┌──

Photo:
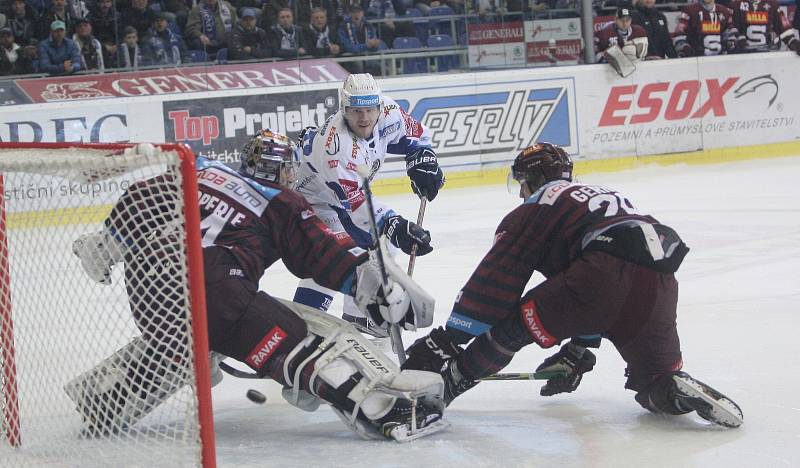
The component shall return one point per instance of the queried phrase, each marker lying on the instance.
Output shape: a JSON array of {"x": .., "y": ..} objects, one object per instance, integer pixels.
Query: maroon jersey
[
  {"x": 761, "y": 23},
  {"x": 546, "y": 234},
  {"x": 259, "y": 224},
  {"x": 612, "y": 36},
  {"x": 703, "y": 32}
]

└──

Without the pictures, write out all of the material exactly.

### RESULT
Photo:
The component shall return one point per instance of the queried phrase, each marker lying on the instance.
Output shape: a JSON array of {"x": .., "y": ..} objects, one object per instance, integer pixels.
Query: maroon jersey
[
  {"x": 761, "y": 23},
  {"x": 546, "y": 234},
  {"x": 259, "y": 224},
  {"x": 612, "y": 36},
  {"x": 703, "y": 32}
]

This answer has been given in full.